OBJECTIVE
Extend the email thread on reusing the graph tracer's return stack for kretprobes, beginning right after its final sentence.

DOCUMENT EXTRACT
Re: [RFC PATCH -tip 0/2] kprobes: A trial to reuse graph-tracer's return stack for kretprobe

From: Masami Hiramatsu
Date: Wed Jan 24 2018 - 20:49:28 EST


On Wed, 24 Jan 2018 12:04:55 -0500
Steven Rostedt <rostedt@xxxxxxxxxxx> wrote:

>
> Hi Masami,
>
> I just came across this patch set (buried deep in my INBOX). Are you
> still doing anything with this?

Ah, We had a talk on this topic at last plumbers, and (IIRC) you will
expand ftrace API so that it can support return hook, and kretprobe
can piggyback on that. So I'm waiting that your enhancement, or
could I try it? :)

Thank you,

>
> -- Steve
>
>
> On Tue, 22 Aug 2017 00:40:05 +0900
> Masami Hiramatsu <mhiramat@xxxxxxxxxx> wrote:
>
> > Hello,
> >
> > Here is a feasible study patch to use function_graph
> > tracer's per-thread return stack for storing kretprobe
> > return address as fast path.
> >
> > Currently kretprobe has own instance hash-list for storing
> > return address. However, it introduces a spin-lock for
> > hash list entry and compel users to estimate how many
> > probes run concurrently (and set it to kretprobe->maxactive).
> >
> > To solve this issue, this reuses function_graph's per-thread
> > ret_stack for kretprobes as fast path instead of using its
> > hash-list if possible. Note that if the kretprobe has
> > custom entry_handler and store data in kretprobe_instance,
> > we can not use the fast path, since current per-thread
> > return stack is fixed size. (This feature is used by some
> > systemtap scripts)
> >
> > This series also includes showing missed count of
> > kretprobes via ftrace's kprobe_profile interface, which
> > had been posted in this March. That is required for
> > below test case. (without that, we can not see any
> > kretprobe miss count)
> >
> > Usage
> > =====
> > Note that this is just a feasibility study code, and since
> > the per-thread ret_stack is initialized only when the
> > function_graph tracer is enabled, you have to following
> > operation to enable it.

Records of labeled points:
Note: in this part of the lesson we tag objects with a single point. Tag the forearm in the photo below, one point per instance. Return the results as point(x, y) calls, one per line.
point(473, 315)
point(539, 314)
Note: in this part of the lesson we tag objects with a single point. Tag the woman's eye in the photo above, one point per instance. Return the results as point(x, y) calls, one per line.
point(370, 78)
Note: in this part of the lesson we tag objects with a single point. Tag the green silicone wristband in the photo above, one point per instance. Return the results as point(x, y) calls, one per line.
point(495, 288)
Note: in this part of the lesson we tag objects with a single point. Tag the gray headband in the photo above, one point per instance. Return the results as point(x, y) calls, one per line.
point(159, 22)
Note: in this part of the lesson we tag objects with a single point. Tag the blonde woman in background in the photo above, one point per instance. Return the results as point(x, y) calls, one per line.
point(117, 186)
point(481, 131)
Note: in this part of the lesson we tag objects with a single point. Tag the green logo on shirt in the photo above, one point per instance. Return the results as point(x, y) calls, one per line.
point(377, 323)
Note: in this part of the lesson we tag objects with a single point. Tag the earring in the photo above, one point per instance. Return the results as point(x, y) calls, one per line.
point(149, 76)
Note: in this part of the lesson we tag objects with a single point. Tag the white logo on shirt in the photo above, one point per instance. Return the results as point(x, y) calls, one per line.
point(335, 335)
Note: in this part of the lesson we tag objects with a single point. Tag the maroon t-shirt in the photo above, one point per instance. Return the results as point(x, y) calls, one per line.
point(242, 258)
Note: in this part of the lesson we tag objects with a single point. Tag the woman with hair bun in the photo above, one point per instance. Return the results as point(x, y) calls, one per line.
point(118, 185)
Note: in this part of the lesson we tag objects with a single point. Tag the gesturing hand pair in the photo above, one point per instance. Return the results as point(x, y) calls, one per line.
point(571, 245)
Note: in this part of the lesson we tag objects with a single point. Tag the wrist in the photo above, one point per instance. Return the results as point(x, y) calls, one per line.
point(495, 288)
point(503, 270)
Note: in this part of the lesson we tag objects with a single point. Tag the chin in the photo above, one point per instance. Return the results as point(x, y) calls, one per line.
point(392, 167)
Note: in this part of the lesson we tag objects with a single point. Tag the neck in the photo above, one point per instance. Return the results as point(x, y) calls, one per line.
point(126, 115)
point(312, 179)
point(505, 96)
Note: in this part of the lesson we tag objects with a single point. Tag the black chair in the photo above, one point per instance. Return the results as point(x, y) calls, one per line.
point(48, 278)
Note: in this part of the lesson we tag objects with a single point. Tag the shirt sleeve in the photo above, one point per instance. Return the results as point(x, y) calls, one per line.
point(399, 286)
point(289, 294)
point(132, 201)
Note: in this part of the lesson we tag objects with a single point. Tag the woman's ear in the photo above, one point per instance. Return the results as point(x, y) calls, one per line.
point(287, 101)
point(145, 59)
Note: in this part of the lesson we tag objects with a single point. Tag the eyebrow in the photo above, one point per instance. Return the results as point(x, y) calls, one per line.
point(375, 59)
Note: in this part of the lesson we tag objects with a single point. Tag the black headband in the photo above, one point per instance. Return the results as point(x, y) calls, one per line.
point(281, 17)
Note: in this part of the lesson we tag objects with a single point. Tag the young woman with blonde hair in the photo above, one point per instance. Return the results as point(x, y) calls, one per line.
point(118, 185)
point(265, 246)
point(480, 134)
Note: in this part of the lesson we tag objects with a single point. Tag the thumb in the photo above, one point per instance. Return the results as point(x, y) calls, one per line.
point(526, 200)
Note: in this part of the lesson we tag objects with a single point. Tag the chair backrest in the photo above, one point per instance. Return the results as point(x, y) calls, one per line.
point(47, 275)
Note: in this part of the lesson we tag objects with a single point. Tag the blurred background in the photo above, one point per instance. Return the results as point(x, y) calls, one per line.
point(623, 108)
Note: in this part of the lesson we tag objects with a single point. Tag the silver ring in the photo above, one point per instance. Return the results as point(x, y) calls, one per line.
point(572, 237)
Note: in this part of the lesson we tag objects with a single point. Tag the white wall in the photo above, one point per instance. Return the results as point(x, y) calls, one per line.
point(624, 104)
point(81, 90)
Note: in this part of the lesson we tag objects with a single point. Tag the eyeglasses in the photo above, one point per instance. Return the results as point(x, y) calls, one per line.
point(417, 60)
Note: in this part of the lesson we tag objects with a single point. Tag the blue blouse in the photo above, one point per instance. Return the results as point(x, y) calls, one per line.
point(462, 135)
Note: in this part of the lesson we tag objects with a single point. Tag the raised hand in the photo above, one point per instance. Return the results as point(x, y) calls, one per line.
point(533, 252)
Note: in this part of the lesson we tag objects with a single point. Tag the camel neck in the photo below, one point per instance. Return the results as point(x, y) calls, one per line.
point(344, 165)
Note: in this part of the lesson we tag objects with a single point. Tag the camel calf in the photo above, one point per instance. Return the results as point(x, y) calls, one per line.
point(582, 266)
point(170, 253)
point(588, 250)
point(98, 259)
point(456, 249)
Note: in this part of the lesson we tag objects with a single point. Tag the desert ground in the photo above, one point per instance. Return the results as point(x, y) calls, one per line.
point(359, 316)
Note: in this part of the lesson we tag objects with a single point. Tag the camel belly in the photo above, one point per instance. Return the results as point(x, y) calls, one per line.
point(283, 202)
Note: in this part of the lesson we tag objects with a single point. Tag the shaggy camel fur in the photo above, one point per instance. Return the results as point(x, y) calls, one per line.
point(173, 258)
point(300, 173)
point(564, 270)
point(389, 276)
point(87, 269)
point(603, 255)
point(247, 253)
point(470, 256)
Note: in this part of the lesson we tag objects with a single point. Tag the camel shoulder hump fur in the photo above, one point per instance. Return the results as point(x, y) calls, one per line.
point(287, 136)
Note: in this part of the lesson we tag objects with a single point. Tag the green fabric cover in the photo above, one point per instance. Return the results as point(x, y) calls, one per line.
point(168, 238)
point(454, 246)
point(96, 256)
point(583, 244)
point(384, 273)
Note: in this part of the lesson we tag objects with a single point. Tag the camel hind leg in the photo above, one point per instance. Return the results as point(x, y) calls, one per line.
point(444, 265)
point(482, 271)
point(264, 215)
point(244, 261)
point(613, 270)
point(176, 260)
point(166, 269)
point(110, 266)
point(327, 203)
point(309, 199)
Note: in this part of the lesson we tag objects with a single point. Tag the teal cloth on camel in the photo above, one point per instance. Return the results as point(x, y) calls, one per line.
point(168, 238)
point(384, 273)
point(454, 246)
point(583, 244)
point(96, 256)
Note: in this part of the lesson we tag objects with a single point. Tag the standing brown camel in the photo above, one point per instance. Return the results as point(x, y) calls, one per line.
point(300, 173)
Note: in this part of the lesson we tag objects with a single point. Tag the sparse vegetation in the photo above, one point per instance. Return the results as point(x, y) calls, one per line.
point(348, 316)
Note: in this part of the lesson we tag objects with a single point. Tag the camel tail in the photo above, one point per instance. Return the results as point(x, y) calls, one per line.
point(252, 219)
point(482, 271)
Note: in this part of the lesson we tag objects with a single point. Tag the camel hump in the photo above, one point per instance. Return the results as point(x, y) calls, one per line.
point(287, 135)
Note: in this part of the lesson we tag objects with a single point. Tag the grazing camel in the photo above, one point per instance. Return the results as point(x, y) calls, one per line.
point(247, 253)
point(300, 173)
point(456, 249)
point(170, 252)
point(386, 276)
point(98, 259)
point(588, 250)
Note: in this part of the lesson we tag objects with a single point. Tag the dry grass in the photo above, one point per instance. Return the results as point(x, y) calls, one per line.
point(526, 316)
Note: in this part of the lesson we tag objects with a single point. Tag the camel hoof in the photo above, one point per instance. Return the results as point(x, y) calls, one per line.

REPLY TO THE TASK
> >
> > # echo '*' > <tracefs>/set_graph_notrace
> > # echo function_graph > <tracefs>/current_tracer
> >
> > After that, try to add an kretprobe event with just 1
> > instance (anyway we don't use it).
> >
> > # echo r1 vfs_write > <tracefs>/kprobe_events
> > # echo 1 > <tracefs>/events/kprobes/enable
> >
> > And run "yes" command concurrently.
> >
> > # for i in {0..31}; do yes > /dev/null & done
> > # cat <tracefs>/kprobe_profile
> > r_vfs_write_0 4756473 0
> >
> > Then you will see the error count (the last column) is zero.
> > Currently, this feature is disabled when the function graph
> > tracer is stopped, so if you set nop tracer as below,
> >
> > # echo nop > <tracefs>/current_tracer
> >
> > Then you'll see the error count is increasing.
> >
> > # cat <tracefs>/kprobe_profile
> > r_vfs_write_0 7663462 238537
> >
> > This may gain the performance of kretprobe, but I haven't
> > benchmark it yet.
> >
> >
> > TODO
> > ====
> > This is just a feasible study code, I haven't tested it
> > deeper. It may still have some bugs. Anyway, if it is good,
> > I would like to split the per-thread return stack code
> > from ftrace, and make it a new generic feature (e.g.
> > CONFIG_THERAD_RETURN_STACK) so that both kprobes and
> > ftrace can share it. It may also move return-stack
> > allocation as direct call instead of event handler.
> >
> > Any comment?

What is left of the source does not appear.